Те, кто сошелся с ним в саратовскую пору, вспомнят: Мусатов был необычно молчалив, что было приметой происходящего внутреннего роста. Тоскливым настроениям он сопротивлялся, занимая себя литературными прожектами. Так, начитавшись, видимо, газетной уголовной хроники, он набрасывает пренаивный план романа из нравов родного города, названного «Провинциалском». Пишет письма, в которых бытовые зарисовки лаконичны, выразительны и завершаются каким-нибудь ироническим дистихом: «Час ночной. На балконе спит Федор Егорович. Его окружают городские ароматы, вперемежку с мошками. На крыше с остервенением орут кошки и поднимают в душе злобное чувство мести. Спит мир земной, у калитки спит городовой».
Спасали любимый сад, благоухающий цветами даже в самое знойное время, и, конечно же, Волга!.. Саратовское общество собиралось у яхт-клуба — спешили на Зеленый остров, везли с собой французский коньяк, для дам — мускат-люнель, шампанское, заезжая по дороге в Исады, запасались живой рыбой, чтобы варить на островах стерляжью уху. Мусатов же предпочитал уединенье: ехали вдвоем с Сашей Захаровым вверх по Волге, где лесистые берега, утесы, соловьиное пенье. Или отправлялись на окраину города к дубовой роще, посаженной пленными французами вокруг бывшей тут некогда губернаторской дачи: Виктор Эльпидифорович, как вспомнит Лена, дубы любил особой любовью. Под широким навесом плотной резной листвы играла вода, сверкали на солнце пруды. По имени владельцев часть рощи называли Парусиновой, часть — Очкинским местом. «…Удовольствие, которым можно наградить себя, — писал Мусатов еще об одном излюбленном маршруте, — съездить на Увек и обратно на пароходе… После бурных палящих дней… бывают такие чудные вечера, что весь воздух пронизан отсветом вечерней зари. В эти часы я все вижу в розовом свете и все, кто бы со мной ни сидел, так прекрасны и юны…»
Он понимал: «После таких вечеров нужно идти домой и быть одному…». Но иногда позволял супругам Корнеевым затащить себя после волжской прогулки в сад Очкина. Здесь в «розовом свете» можно было увидеть разве что устриц, спаржу, артишоки, уфимских рябчиков с фазанами. Обрушивался каскадом пошлости какой-нибудь «гранд элит концерт» или «концерт-монстр в трех отделениях». И приходила жестокая расплата. «Среди толпы меня охватывает тогда такая удушающая тоска, — признавался Мусатов, — и мне хочется убежать куда-нибудь… в безлюдье улицы и плакать…».

------------------------------------------------------------

**ЗАДАНИЯ**
• A. Перечислите все кушанья, которые, согласно отрывку о саратовской поре Мусатова, можно было увидеть в саду Очкина.
• B. Подхватите рассказ о саратовской поре Мусатова и напишите несколько предложений, которые последуют за последней фразой отрывка.

**ИСХОДНЫЕ ДАННЫЕ**
------------------------------------------------------------

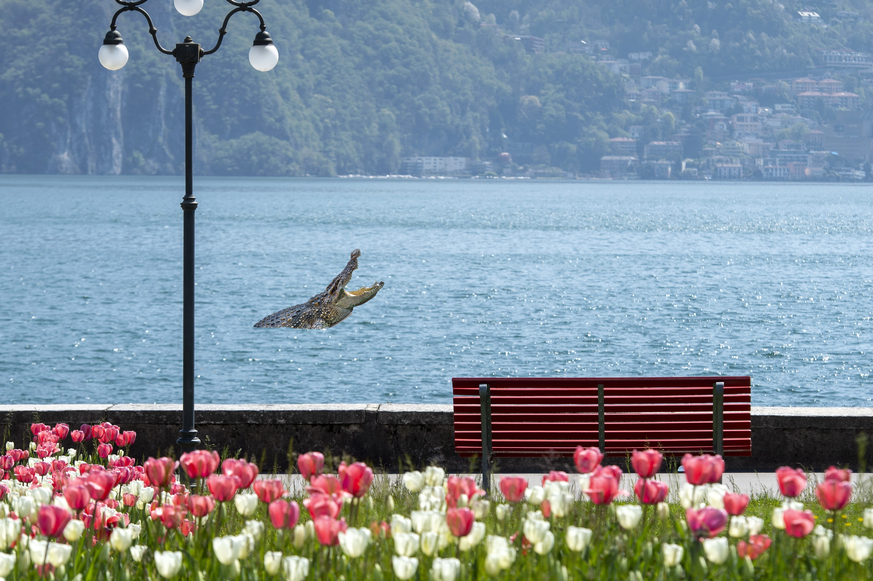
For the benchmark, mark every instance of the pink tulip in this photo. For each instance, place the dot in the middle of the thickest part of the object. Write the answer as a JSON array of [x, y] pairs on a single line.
[[310, 464], [268, 490], [587, 459], [52, 520], [200, 506], [284, 514], [706, 522], [798, 524], [223, 488], [834, 473], [159, 472], [833, 494], [244, 471], [650, 491], [603, 486], [735, 504], [703, 469], [460, 521], [791, 481], [356, 479], [513, 488], [77, 496], [320, 505], [646, 463], [200, 463], [327, 530]]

------------------------------------------------------------

**ИТОГОВЫЕ ОТВЕТЫ**
• A. Устрицы, спаржа, артишоки, уфимские рябчики, фазаны.

• B.
Свет и тени от заоконной листвы играли на невысоком белом потолке; с веранды, затянутой навесом из парусины, широкой струей шла до дивана предвечерняя прохлада. Его послеобеденный сон затянулся. Но не успел встать — раздался стук. Еще заспанный, распахнул дверь: ага, по объявлению. Вспыхнул было от радости: желающих позировать за плату почти не находилось, но радость тут же поугасла: он вежливо провел в мастерскую долговязую, с рябым лицом особу неопределенного возраста. Усадил на диван, сам сел напротив и поймал лукаво-любопытствующий взгляд. Гостья принялась осматривать его «резиденцию»: какие-то засохшие цветы, ветки, книжки, холсты, красивое тряпье и явно осталась довольна осмотром. «Меньшикова Прасковья…» — назвалась она, и когда художник заявил, что «портрет снимать» пока не будет, удивлению ее не было предела… «Да не подходите вы мне, вот как…» — объяснил он.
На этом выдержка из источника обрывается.